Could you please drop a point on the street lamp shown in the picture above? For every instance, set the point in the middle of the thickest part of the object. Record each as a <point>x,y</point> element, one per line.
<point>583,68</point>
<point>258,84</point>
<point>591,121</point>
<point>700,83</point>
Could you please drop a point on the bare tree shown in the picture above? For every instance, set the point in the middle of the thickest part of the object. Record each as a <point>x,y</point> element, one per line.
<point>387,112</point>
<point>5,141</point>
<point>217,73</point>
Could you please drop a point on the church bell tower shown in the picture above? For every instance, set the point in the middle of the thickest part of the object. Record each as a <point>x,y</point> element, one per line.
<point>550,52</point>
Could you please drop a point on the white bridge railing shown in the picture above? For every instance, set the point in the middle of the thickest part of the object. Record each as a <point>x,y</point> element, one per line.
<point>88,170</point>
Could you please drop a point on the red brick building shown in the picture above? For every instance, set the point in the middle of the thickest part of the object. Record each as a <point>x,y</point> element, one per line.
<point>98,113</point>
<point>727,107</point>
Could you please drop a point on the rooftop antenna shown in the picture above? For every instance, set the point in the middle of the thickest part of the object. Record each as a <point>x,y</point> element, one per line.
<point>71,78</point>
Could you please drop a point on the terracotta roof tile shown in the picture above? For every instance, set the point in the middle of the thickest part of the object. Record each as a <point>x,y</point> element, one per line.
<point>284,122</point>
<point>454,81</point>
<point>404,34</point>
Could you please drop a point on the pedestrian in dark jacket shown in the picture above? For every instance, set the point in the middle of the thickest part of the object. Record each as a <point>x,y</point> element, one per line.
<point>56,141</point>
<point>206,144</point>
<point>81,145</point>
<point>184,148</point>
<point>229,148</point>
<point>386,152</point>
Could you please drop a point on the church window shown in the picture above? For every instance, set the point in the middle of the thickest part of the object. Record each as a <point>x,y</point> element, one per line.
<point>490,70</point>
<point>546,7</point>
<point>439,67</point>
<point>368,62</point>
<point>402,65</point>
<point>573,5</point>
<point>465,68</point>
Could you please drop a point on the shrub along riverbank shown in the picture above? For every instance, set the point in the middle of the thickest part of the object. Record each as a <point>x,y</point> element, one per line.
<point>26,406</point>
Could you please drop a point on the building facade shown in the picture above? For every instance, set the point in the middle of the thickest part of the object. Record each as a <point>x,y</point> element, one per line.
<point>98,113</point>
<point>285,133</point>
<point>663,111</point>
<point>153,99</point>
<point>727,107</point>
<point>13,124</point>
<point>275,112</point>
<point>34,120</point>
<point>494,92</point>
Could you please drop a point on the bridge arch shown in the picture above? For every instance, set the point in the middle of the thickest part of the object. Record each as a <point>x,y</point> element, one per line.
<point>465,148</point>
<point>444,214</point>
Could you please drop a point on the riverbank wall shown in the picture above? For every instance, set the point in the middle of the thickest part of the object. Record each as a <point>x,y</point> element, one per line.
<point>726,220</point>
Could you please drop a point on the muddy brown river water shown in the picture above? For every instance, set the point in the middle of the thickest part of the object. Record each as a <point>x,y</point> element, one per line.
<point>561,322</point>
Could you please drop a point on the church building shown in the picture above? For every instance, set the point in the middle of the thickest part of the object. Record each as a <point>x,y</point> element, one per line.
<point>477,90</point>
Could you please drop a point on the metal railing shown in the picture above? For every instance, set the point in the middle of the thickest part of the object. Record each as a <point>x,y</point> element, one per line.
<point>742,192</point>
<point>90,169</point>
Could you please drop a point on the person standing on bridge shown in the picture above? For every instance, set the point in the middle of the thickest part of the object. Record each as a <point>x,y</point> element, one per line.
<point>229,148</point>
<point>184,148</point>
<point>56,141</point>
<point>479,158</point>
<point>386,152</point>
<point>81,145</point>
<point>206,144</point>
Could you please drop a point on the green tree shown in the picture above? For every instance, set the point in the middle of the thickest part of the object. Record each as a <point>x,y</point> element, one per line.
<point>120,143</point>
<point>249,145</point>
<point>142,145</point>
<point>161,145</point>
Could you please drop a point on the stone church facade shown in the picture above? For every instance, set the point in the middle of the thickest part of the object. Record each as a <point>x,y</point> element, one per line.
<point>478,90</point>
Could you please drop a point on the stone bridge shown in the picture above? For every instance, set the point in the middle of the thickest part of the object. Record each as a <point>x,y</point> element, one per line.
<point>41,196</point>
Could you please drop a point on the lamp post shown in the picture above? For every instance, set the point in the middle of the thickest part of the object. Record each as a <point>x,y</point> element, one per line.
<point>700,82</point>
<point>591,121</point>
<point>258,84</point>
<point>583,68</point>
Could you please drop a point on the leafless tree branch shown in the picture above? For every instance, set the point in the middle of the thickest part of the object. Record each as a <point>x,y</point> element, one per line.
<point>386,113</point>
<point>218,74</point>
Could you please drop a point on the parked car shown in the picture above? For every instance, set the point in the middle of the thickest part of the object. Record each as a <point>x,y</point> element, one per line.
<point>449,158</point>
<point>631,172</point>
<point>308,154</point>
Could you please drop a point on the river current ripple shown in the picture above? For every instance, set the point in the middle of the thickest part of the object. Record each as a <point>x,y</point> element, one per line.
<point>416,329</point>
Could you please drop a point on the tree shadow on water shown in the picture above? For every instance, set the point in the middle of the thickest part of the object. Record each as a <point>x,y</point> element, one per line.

------------------------------------------------

Copy every row above verbatim, in the same order and with the same line breaks.

Complete response:
Could you please drop a point on the street lamp shown in the picture above? For every instance, set the point in the middle of the thickest part of the object. Record each as a <point>x,y</point> element, one per line.
<point>583,68</point>
<point>258,84</point>
<point>591,121</point>
<point>700,83</point>
Could you please drop a point on the bare tree shown in the picture above? For every instance, set the point in the middle of the thickest part of the object. Record each as a <point>x,y</point> element, one per line.
<point>387,112</point>
<point>5,141</point>
<point>217,73</point>
Could you please drop a point on the church bell tower shown in the picture above? For every instance, set the point in the middle of the thickest part of the object. Record each as a <point>x,y</point> element, one per line.
<point>550,52</point>
Could you please drop a point on the white bridge railing shown in the picture above? For every instance, set the point in the middle of the thickest part of the object. Record each as a <point>x,y</point> element, one per line.
<point>88,170</point>
Could you please drop a point on the red brick building shown in the picture above? For every instance, set the point in the middle of the thickest part of the object. Record each as a <point>x,y</point> element, one per line.
<point>98,113</point>
<point>727,107</point>
Could you please drop a point on the rooftop antenna shown in the picture above? For every instance, set the point in the middle of the thickest part of the object. Record each as a <point>x,y</point> element, one per line.
<point>71,78</point>
Could you please drop a point on the terracotta roof tile shown in the picture above? For every instance, set the point in the middle of the thickest part of the object. Record each as a <point>x,y</point> element, one per line.
<point>284,122</point>
<point>454,81</point>
<point>404,34</point>
Could you please drop a point on the pedestrian in dark jacket shown in the picture above? For every instance, set the point in the middle of the thickest part of the object. Record each as a <point>x,y</point> element, one per line.
<point>56,141</point>
<point>206,144</point>
<point>81,145</point>
<point>184,148</point>
<point>229,148</point>
<point>386,152</point>
Could you please drop a point on the church window shown in the picture above? For every instance, set the point in the middle of the thickest part of the object. Record each as a <point>x,y</point> element, one per line.
<point>490,70</point>
<point>546,7</point>
<point>439,67</point>
<point>368,62</point>
<point>402,65</point>
<point>573,5</point>
<point>465,68</point>
Could you please drop a point on the shrub along riverbank shown in the picture above? For every instance, set the point in the middle of the thickest part of the object. Record each as a <point>x,y</point> element, one per line.
<point>26,406</point>
Could you please drop a point on the building facade shown in the picture above? For every instance, set the point in the middle of the thickest part of the object. Record each as a <point>x,y</point> element, one per line.
<point>98,113</point>
<point>285,133</point>
<point>663,111</point>
<point>153,99</point>
<point>727,107</point>
<point>13,124</point>
<point>275,112</point>
<point>34,120</point>
<point>494,92</point>
Could you please drop a point on the bridge arch shown in the picture above? For every instance, set the point in the middle of the thickest part of the object. Record each as a <point>x,y</point> element, one per line.
<point>465,148</point>
<point>444,214</point>
Could you please drop a point on the riverbank wall shown in the picture above? For every instance, set the point in the middle of the thickest part of the object. Record each as a <point>x,y</point> element, one per line.
<point>726,220</point>
Could you please drop a point on the muddy brown river water shown in the picture above? For every instance, set the point in the middle of the thickest part of the object. Record each as a <point>x,y</point> element, one per line.
<point>561,322</point>
Could you please drop a point on the church building shown in the picture above? For every instance, set the point in the middle of the thickest part of the object. Record each as a <point>x,y</point> element, one per line.
<point>477,90</point>
Could you please drop a point on the metal railing shown in the picture above? For every instance, set the point in the middle of the thickest part of the object. Record each as a <point>x,y</point> element, one per line.
<point>742,192</point>
<point>90,169</point>
Could you please drop a point on the person standing on bridge shown in the picture above? For every instance, set the point in the middle of the thickest part of the object. Record each as a <point>x,y</point> element, one per line.
<point>229,148</point>
<point>184,148</point>
<point>56,141</point>
<point>479,158</point>
<point>386,152</point>
<point>81,145</point>
<point>206,144</point>
Could you please drop a point on the green tree shown in the picture above? For every instance, set the point in the middle of the thickest part of the object. Record each as a <point>x,y</point> element, one per line.
<point>120,143</point>
<point>249,145</point>
<point>142,145</point>
<point>161,145</point>
Could you please drop a point on the stone church facade shown in the picture above? For every instance, set the point in the middle of the thickest part of the object. Record each as a <point>x,y</point> element, one per line.
<point>478,90</point>
Could you please drop a point on the stone bridge shown in the picture above? For every instance, set the point in the middle of the thickest part of the object. Record each as a <point>x,y</point> element, one per line.
<point>41,196</point>
Could you please drop a point on the lamp post shown in the picture above? For every instance, set the point in the middle of the thickest part of the object. Record each as a <point>x,y</point> element, one per line.
<point>700,82</point>
<point>591,121</point>
<point>258,84</point>
<point>583,68</point>
Could you please drop a point on the leafless tree branch shown in the picture above? For every instance, set the point in the middle of the thickest part of the object. Record each as a <point>x,y</point> element, one per line.
<point>386,113</point>
<point>218,74</point>
Could you please drop a point on the parked car shown in the picture above? For every instance, set the point in the middle of the thickest part of the object. Record each as a <point>x,y</point> element, one per line.
<point>449,158</point>
<point>631,172</point>
<point>308,154</point>
Could you please drop a point on the river current ripple shown in the picture above? For every instance, set the point in the middle of the thickest part of the object. Record each as a <point>x,y</point> element, one per line.
<point>416,329</point>
Could you please drop a point on the tree shadow on water shown in the picture above? For every instance, set the point in the middle of the thickest part of the object. Record each as a <point>x,y</point> element, one per line.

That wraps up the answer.